---------- PASSAGE TO READ ----------
To determine the magnitude of a comet, you can defocus your telescope so nearby stars appear as big as the comet; You then find a star that has the same brightness as the comet, the magnitude of the star is the magnitude of the comet.

For a list of comets that are currently visible, see IAU: Astronomical Headlines.

Variable Stars

Given enough time (say several billion years) all stars change. For some stars, changes can be observed over the course of a few hours to a few months, even by amateur astronomers. The American Association of Variable Star Observers (AAVSO) is an organization that is devoted to assisting amateur astronomers who wish to observe these changes. The AAVSO has several observing programs which include the following:

Any amateur astronomer 16 years of age or older can participate in an observing program and may possibly contribute to basic research. See The American Association of Variable Star Observers site for more information.

Double and Multiple Stars

Two stars that are located close to each other in the sky are called double stars. Double stars are common as are multiple stars (where three or more stars are located close to each other in the sky. When observing a double or multiple star, if you can distinguish the components, then you have “split” the star. Several factors affect whether you can split a double (or multiple) star:

In a multiple star system, the brightest star is called the primary. If you measure the direction from the primary to any other star in the system, this direction is called the position angle (position angles vary from zero degrees to 359 degrees).

If the two members of a double star orbit each other, then the system is called a binary star. If they do not orbit each other, then the system is called an optical double. Binary stars and optical double stars are not easy to distinguish, but can be done. When binary stars are observed over a period of years, the position angle will change in a pattern that repeats in a cyclical pattern (going from zero degrees to 90 degrees to 180, to 270 and back to zero). Also spectroscopic analysis, particularly in repeated over a period of years, can show changes in velocity that indicate a binary star.

Star Clusters

The main types of star clusters are: open clusters, globular clusters, stellar associations and stellar streams. The NGC and IC catalogs do not include all open clusters, this is particularly true of open clusters that occupy a wide field. They do not include any associations or streams. A number of catalogs cover open clusters, associations and streams. For example the Collinder catalog lists many open clusters and associations.


There are four types of nebulae. Emission nebulae, planetary nebulae, reflection nebulae and dark nebulae.

When observing emission nebulae and planetary nebulae it often helps to use a device known as a nebula filter (particularly when observing faint nebulae in light polluted skies). The article Doug Scobel. “Get a 60 Inch Telescope for $100.00!” December, 1995. discusses nebula filters.

The NGC and IC catalogs do not include any dark nebulae, the best list of dark nebulae is “Barnard’s Catalog of 349 Dark Objects in the Sky.” That list plus a few others should be consulted if you are interested in dark nebulae.

Now that nebula filters are more common, amateur astronomers searching for planetary nebulae should not limit themselves to the NGC and IC catalogs. A good catalog to include is Perek and Kohoutek, Catalogue of Galactic Planetary Nebulae which includes objects, many of which are not in the NGC or IC catalogs, between magnitude 13 and 16.
----------
▸ EXERCISES:
A) In the astronomy observing text, what is a double star called if its two members do not orbit each other?
B) Write the next part of the astronomy observing text, picking up after its last sentence.
---------- RECORD LIST ----------
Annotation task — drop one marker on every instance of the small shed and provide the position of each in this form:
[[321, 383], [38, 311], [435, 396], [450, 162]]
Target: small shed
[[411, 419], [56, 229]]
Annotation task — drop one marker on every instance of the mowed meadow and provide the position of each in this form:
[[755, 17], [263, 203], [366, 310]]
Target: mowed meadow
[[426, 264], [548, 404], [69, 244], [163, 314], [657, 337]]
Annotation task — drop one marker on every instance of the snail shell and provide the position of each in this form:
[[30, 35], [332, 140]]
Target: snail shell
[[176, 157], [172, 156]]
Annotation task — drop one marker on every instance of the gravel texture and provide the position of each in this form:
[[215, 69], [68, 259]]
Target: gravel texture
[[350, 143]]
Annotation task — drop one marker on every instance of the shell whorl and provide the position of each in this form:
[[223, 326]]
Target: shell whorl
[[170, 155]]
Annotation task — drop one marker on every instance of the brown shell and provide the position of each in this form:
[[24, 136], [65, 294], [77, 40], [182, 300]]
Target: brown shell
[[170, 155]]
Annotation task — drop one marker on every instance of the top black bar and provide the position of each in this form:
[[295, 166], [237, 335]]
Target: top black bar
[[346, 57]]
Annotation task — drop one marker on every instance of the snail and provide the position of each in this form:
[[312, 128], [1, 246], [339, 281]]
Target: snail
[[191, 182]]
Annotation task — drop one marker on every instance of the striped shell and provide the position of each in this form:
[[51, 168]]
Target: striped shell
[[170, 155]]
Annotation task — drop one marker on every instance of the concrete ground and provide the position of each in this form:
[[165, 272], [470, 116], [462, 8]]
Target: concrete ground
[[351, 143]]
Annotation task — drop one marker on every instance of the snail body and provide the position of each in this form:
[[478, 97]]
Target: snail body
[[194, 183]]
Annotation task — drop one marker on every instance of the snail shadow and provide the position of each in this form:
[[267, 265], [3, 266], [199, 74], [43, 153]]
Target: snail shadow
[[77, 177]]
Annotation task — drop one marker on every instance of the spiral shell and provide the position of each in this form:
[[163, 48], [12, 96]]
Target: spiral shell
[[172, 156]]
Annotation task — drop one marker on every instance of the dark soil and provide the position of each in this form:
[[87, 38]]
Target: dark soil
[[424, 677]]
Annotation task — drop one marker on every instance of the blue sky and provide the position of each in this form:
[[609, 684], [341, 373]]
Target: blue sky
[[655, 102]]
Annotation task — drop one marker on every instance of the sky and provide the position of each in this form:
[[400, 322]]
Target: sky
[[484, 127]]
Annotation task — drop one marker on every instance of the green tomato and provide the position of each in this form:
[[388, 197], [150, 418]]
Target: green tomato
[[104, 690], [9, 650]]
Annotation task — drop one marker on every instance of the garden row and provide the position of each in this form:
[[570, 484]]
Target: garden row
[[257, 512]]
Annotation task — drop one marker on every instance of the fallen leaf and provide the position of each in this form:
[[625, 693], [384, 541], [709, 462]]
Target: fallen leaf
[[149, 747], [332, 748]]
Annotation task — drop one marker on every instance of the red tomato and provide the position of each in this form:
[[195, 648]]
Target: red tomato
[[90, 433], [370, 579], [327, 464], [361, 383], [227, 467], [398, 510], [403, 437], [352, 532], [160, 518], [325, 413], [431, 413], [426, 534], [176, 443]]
----------
▸ OUTPUTS:
A) An optical double.

B)
Many galaxies are visible with amateur telescopes. While the magnitude of the galaxy is an issue, there are different methods of measuring magnitude. In general if a galaxy has low surface brightness, then it will be more difficult to observe than a galaxy with a high surface brightness. In general edge-on galaxies are easier to see than face-on galaxies with the same magnitude.

Radio Astronomy

Some amateurs have built and operated small radio telescopes. These radio telescopes can fit in a back yard and can be used to observe the universe in radio waves. For more information see Radio Astronomy Links.

Opportunities For Research

Amateur astronomers can contribute to research. Professional astronomers can be engaged in any of a number of different research projects, however in many cases professionals are limited in the amount of data they can collect due to limited observing time on big telescopes. For this reason, there are numerous opportunities for amateurs to contribute to astronomical research. See the following resources:

Telescope Observing Hints

See the Reflections of the University Lowbrow Astronomers (the club newsletter) for suggestions on telescope hardware as well as how and what to observe.


There are several books that you may find helpful. For example:

Levy, David H. 1991. The Sky: A User’s Guide. Cambridge: Cambridge University Press.

David Levy is an amateur astronomer who (among other things) discovered a series of comets. This book provides people new to astronomy numerous insights into amateur astronomy (however more experienced amateurs will gain something from the book as well). It contains a list of resources for those who want to learn more.

For suggestions on star catalogs, star maps and the like, see University Lowbrow Astronomers Intermediate Book List.

Observational Mishaps

If use a telescope to do research, you may end up with blurry photographs (or other problems) that make it impossible to gain any results from that night’s observations. Some cases are easy to correct, other cases may not be.

There is a gallery of common observational mishaps along with suggested solutions. See the Observational Mishaps Web Site.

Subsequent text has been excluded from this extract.